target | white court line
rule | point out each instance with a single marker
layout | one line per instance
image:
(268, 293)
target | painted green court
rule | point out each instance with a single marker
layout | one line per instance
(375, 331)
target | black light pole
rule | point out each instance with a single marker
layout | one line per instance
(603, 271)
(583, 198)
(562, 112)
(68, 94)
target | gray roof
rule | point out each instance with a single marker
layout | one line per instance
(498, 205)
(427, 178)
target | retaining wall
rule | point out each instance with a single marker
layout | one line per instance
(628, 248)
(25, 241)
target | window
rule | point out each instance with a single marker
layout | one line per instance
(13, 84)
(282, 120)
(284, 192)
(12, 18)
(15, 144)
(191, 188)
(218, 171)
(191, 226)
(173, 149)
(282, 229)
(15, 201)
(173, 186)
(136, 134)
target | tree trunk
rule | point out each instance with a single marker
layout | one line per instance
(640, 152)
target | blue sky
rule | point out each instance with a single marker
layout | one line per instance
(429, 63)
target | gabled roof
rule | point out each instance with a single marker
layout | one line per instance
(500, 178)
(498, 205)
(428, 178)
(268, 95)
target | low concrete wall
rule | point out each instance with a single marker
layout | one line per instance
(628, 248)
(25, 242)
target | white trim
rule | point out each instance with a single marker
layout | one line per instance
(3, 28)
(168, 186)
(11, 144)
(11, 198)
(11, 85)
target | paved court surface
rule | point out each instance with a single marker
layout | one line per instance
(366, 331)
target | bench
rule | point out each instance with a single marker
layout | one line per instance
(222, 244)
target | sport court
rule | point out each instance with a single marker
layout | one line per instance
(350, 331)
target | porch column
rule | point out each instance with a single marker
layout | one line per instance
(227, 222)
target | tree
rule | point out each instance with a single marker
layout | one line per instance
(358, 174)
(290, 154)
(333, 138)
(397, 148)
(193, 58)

--

→ YOUR TASK
Set down every entry above again, copying each line without any change.

→ RESPONSE
target | white court line
rule | point out each instance with a single marker
layout | one line per instance
image:
(268, 293)
target | painted green court
rule | point out each instance with a single marker
layout | one line per instance
(375, 331)
target | black light pole
rule | point out each instance with a single marker
layout | one line per instance
(603, 271)
(583, 198)
(562, 112)
(68, 94)
target | gray roof
rule | point out each instance with a single marker
layout | one line per instance
(498, 205)
(427, 178)
target | retaining wall
rule | point out each instance with a single marker
layout | one line per instance
(628, 248)
(25, 241)
target | window
rule | point out each instance with a single marker
layout | one line per instance
(13, 84)
(282, 120)
(284, 192)
(12, 18)
(15, 144)
(191, 188)
(218, 171)
(191, 226)
(173, 149)
(282, 229)
(15, 201)
(173, 186)
(136, 134)
target | tree trunk
rule | point out each instance with a single marker
layout | one line per instance
(640, 152)
target | blue sky
rule | point out each instance with a single marker
layout | one line per instance
(429, 63)
target | gabled roof
rule | point out each instance with a single marker
layout | one line per instance
(500, 178)
(498, 205)
(428, 178)
(268, 95)
target | low concrete wall
rule | point out each instance with a single marker
layout | one line per instance
(628, 248)
(25, 242)
target | white trim
rule | point out each instance with a single marker
layout | one line per instance
(3, 28)
(168, 186)
(11, 144)
(11, 198)
(11, 85)
target | paved court surface
rule | point out each instance with a single marker
layout | one line per instance
(366, 331)
target | bench
rule | point out each instance with a single marker
layout | one line per instance
(222, 244)
target | sport court
rule | point out each instance with a single marker
layout | one line per instance
(350, 331)
target | porch column
rule | point out each instance with a single marker
layout | one line per instance
(227, 222)
target | tree
rule | point out each instance with a single marker
layout | one line per instance
(358, 174)
(290, 154)
(333, 138)
(397, 148)
(193, 58)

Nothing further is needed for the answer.